** REQUIRED WORK **
Drop the images; return everything else in the listing below exactly.

*** DATA FOR THE TASK ***

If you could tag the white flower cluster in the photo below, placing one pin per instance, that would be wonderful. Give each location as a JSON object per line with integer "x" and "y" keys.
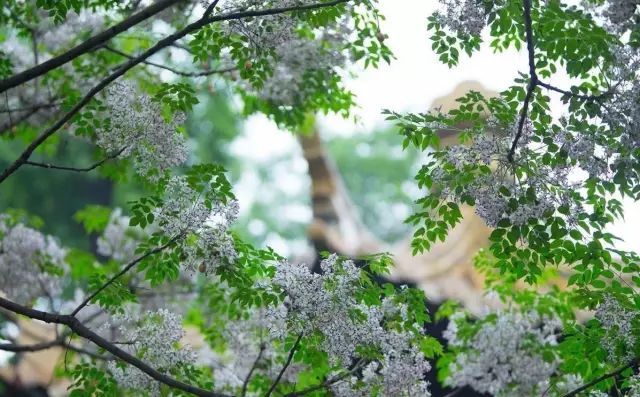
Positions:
{"x": 292, "y": 56}
{"x": 294, "y": 59}
{"x": 620, "y": 11}
{"x": 27, "y": 258}
{"x": 617, "y": 321}
{"x": 466, "y": 17}
{"x": 185, "y": 212}
{"x": 551, "y": 185}
{"x": 138, "y": 127}
{"x": 503, "y": 357}
{"x": 326, "y": 303}
{"x": 622, "y": 111}
{"x": 154, "y": 337}
{"x": 248, "y": 339}
{"x": 50, "y": 39}
{"x": 119, "y": 240}
{"x": 54, "y": 37}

***

** RESPONSE TO THE EXERCISE **
If you could tag the white flower cluster in the photo below, placing one pin per instance, that would be wonderful. Give each location as a JSON object per line with integer "x" and "y" keys.
Positions:
{"x": 292, "y": 56}
{"x": 294, "y": 59}
{"x": 620, "y": 11}
{"x": 27, "y": 258}
{"x": 617, "y": 321}
{"x": 466, "y": 17}
{"x": 185, "y": 212}
{"x": 551, "y": 185}
{"x": 138, "y": 127}
{"x": 503, "y": 357}
{"x": 326, "y": 303}
{"x": 622, "y": 111}
{"x": 154, "y": 337}
{"x": 248, "y": 339}
{"x": 50, "y": 39}
{"x": 119, "y": 240}
{"x": 54, "y": 37}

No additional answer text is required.